#### THE PROBLEM
From the listing below, collect every line that contains the word "platform" and copy each one out in full.

#### RECORDS SUPPLIED
○ ○ ○

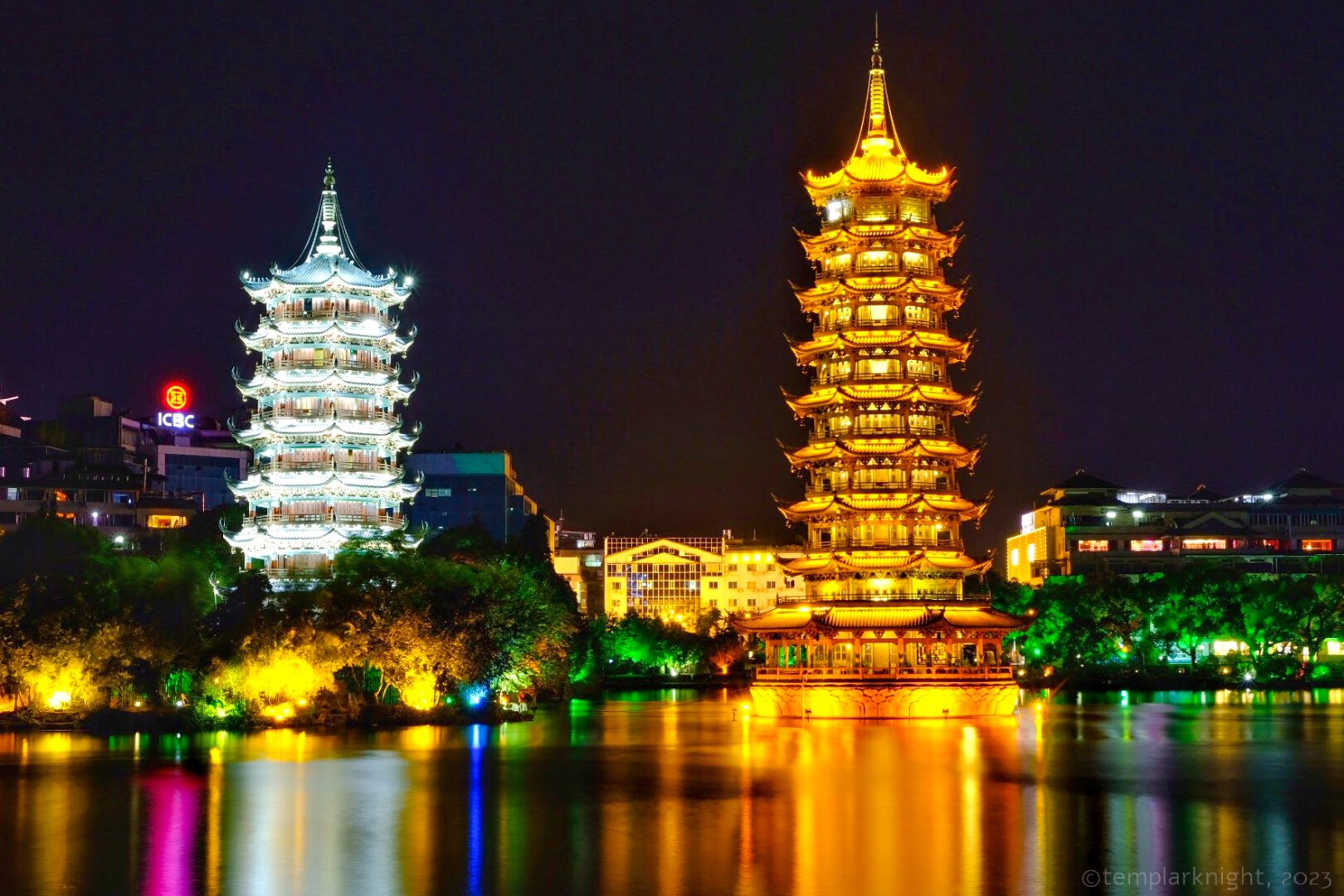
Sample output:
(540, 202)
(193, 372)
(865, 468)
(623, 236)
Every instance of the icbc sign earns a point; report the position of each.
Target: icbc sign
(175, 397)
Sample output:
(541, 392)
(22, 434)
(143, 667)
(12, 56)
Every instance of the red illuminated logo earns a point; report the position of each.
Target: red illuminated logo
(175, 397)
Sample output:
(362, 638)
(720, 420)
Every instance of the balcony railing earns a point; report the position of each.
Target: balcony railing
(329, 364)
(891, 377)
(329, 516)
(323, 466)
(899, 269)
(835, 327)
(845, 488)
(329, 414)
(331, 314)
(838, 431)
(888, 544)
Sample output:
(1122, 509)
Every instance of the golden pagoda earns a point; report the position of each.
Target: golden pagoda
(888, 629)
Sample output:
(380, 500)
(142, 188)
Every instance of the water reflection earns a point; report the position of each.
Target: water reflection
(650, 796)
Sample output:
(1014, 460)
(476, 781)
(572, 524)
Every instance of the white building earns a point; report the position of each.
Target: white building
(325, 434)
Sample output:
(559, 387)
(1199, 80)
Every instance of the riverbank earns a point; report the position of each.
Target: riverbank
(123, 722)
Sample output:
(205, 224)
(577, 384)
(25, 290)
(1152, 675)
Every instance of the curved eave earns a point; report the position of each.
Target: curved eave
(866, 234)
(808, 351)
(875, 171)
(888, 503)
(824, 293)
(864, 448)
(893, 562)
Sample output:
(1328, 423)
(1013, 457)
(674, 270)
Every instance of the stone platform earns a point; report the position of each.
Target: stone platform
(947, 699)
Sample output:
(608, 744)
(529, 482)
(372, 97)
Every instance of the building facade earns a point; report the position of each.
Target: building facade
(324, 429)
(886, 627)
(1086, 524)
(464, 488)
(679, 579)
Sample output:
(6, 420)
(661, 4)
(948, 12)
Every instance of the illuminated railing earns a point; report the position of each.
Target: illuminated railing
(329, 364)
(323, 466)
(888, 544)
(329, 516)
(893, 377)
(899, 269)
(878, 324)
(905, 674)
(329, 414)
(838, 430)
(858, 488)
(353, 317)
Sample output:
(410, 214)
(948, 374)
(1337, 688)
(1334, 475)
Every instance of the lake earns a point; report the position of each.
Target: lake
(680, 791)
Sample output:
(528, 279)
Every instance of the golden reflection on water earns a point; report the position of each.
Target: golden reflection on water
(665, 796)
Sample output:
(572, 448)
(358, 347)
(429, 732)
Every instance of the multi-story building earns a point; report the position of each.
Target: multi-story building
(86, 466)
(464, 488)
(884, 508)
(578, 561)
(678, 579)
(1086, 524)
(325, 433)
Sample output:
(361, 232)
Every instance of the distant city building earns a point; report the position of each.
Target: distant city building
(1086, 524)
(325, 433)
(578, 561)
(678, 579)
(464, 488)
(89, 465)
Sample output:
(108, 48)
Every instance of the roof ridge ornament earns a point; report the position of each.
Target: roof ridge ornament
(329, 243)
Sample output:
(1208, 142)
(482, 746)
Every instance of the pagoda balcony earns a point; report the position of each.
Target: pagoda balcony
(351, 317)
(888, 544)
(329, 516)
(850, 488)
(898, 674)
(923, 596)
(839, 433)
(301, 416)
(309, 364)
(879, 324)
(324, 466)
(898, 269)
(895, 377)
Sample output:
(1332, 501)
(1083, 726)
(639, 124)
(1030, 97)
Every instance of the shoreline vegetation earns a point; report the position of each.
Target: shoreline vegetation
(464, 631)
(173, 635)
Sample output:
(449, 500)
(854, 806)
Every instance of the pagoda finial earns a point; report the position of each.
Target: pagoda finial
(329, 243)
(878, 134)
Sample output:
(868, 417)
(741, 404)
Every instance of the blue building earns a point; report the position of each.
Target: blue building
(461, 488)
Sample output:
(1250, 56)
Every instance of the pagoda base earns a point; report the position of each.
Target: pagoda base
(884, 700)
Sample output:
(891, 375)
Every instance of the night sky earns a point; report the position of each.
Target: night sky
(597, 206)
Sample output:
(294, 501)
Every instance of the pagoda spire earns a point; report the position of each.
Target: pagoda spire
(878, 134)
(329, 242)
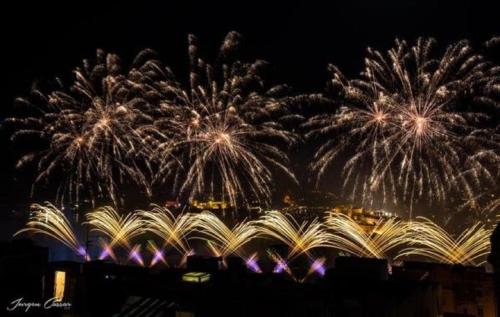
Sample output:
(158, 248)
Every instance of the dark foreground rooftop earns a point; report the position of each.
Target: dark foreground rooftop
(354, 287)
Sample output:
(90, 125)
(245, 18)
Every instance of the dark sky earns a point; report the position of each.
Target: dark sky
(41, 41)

○ ○ ○

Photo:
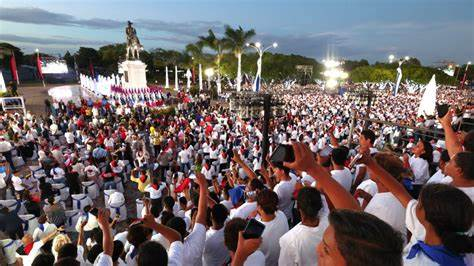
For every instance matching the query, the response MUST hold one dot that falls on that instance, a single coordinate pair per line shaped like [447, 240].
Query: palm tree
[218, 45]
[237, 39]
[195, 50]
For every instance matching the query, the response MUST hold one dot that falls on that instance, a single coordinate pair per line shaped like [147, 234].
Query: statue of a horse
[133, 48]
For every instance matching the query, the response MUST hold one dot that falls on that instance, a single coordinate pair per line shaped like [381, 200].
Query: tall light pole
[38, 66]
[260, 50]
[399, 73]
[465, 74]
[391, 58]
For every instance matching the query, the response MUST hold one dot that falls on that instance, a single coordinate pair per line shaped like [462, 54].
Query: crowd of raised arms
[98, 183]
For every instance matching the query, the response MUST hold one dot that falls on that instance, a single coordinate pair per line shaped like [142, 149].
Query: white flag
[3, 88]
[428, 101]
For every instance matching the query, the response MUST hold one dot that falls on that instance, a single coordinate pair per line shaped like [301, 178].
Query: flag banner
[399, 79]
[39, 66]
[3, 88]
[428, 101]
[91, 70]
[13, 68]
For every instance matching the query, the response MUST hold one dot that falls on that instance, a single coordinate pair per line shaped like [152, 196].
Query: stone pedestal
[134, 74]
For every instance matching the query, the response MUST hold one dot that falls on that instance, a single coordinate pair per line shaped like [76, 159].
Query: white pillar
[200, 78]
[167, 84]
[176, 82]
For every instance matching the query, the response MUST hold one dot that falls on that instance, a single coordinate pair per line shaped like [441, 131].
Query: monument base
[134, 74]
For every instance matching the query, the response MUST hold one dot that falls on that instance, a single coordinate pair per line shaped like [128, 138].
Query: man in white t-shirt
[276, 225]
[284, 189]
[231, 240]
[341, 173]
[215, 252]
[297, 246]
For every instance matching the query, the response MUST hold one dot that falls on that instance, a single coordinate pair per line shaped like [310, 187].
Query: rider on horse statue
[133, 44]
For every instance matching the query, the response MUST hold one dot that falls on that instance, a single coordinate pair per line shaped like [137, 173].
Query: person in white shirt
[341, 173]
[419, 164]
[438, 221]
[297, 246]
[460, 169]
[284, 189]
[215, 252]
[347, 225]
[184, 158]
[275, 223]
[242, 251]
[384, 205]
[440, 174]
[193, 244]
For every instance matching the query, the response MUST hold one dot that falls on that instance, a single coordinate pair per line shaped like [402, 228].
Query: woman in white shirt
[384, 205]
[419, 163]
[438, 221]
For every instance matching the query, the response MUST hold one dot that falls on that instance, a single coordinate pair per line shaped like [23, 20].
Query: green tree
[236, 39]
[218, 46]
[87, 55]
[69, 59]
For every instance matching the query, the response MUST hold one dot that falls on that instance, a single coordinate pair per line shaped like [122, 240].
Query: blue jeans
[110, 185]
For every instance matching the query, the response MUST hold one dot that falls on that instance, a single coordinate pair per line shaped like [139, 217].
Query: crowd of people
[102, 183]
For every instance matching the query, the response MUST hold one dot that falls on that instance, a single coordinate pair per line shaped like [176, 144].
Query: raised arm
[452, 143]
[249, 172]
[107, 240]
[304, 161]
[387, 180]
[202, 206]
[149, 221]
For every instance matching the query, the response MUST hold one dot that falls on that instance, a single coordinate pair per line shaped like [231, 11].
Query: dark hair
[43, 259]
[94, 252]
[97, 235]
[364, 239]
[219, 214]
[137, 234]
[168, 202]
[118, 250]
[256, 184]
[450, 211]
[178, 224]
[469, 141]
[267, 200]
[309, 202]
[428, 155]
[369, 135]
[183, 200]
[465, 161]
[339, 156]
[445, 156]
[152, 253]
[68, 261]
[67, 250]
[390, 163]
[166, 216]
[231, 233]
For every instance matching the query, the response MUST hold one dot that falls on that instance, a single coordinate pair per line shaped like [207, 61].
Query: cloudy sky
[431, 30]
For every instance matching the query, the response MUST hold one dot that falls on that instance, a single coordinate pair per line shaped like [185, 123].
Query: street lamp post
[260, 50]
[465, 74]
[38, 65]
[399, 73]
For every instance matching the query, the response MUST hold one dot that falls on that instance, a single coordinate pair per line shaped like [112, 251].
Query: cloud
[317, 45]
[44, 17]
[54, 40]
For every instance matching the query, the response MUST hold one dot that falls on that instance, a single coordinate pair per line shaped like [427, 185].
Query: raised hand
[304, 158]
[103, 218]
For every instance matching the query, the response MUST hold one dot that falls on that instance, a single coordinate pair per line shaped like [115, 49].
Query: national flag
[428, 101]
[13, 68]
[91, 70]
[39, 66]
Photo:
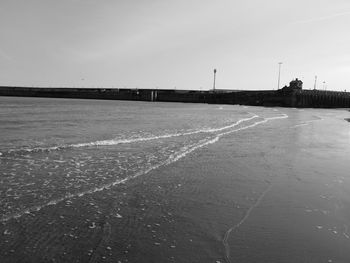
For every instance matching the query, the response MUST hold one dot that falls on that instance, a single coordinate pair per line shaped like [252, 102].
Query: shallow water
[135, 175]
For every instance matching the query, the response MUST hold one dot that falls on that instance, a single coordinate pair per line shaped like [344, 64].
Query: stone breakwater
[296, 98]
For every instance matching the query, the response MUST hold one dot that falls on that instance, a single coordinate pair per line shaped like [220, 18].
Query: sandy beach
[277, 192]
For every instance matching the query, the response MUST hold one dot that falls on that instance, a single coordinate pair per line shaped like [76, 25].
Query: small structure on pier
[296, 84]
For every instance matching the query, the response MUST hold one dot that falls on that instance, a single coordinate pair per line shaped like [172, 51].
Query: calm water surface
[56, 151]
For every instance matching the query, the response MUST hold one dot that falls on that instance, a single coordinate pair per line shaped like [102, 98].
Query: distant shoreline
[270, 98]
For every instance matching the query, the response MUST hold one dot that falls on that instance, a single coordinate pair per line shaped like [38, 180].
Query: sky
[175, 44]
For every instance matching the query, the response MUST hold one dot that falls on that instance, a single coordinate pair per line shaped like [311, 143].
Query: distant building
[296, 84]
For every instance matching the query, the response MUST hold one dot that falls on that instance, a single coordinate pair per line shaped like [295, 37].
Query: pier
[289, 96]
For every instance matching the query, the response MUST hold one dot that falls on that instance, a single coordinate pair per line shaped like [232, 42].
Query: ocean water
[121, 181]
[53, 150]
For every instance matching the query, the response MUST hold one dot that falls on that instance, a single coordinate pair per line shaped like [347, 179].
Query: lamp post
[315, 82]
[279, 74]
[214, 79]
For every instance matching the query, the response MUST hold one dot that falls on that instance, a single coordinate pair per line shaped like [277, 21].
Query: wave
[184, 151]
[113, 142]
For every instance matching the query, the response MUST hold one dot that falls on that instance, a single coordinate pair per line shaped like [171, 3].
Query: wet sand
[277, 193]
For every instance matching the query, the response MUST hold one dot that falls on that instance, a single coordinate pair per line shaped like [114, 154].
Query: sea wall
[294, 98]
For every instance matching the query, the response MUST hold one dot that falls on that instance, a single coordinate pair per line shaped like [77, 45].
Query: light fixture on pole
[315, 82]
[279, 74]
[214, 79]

○ ○ ○

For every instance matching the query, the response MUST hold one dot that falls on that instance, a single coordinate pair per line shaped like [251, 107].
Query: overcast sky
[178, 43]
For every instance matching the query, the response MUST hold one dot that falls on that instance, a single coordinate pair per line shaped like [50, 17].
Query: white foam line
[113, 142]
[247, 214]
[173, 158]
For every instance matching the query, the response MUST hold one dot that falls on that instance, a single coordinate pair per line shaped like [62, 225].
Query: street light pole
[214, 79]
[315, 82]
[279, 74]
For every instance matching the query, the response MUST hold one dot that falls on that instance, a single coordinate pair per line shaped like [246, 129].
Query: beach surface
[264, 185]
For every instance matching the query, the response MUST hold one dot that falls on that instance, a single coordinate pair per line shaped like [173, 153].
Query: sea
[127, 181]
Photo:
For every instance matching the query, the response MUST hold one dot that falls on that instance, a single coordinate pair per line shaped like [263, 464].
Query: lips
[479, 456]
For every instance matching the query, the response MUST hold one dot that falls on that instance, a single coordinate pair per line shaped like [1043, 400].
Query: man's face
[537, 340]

○ ○ ○

#### WRITTEN RESPONSE
Every instance of the stone platform earns a point; report the position of each.
Target: stone platform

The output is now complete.